WHAT THIS TASK INVOLVES:
Can you quote every one of the rows below word for word, with nothing changed?

AVAILABLE RECORDS:
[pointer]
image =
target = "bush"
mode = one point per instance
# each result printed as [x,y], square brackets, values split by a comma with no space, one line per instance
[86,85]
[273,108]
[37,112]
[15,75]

OUTPUT OF THE TASK:
[pointer]
image =
target = "bush"
mode = one point per instance
# each result printed as [x,y], square brackets, values split by a comma with no space, one line per instance
[86,85]
[273,108]
[37,112]
[15,75]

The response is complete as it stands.